- _TEXTE DONNÉ_:

****************

Aujourd’hui, Liza, sa fille, et sa maman qu’elle a réussi à faire venir de Dnipro, vivent ensemble dans une maison généreusement prêtée par un particulier. « Nous avons une chance inouïe. Ma mère peut même continuer à donner ses cours d’histoire géo à ses élèves ukrainiens. Ma fille suit l’école en ligne et nous apprenons le français petit à petit. » Leur petit chien Paul a lui aussi pu rejoindre la famille mais Alexandre, le compagnon de Liza reste mobilisé en Ukraine et travaille à la fabrication de gilets pare-balles. « Je cuisine pour rester optimiste. Faire des gâteaux a pour moi un aspect méditatif, et cela me permet de subvenir aux besoins de ma famille. » Ses macarons géants et ses gâteaux au miel, concoctés avec du miel de sarrasin produit à Saint Georges de Rex, ont un succès fou.
« Au début, mes clients étaient principalement les membres du collectif Ukraine Soutien Niortais, mais le bouche à oreille fait son effet et les demandes se multiplient. »

****************

- _MATÉRIEL FOURNI_:

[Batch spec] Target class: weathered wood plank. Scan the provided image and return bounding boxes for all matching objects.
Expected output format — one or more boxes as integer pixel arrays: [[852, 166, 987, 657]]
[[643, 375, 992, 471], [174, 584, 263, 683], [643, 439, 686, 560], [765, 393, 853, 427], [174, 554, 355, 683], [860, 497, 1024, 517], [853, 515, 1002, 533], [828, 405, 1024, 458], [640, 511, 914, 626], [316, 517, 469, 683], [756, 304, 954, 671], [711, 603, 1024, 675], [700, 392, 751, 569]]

****************

- _EXERCICE PROPOSÉ_: Dans le texte donné, avec quel miel Liza prépare-t-elle ses gâteaux au miel ?

- _RÉSULTAT ATTENDU_: Avec du miel de sarrasin produit à Saint Georges de Rex.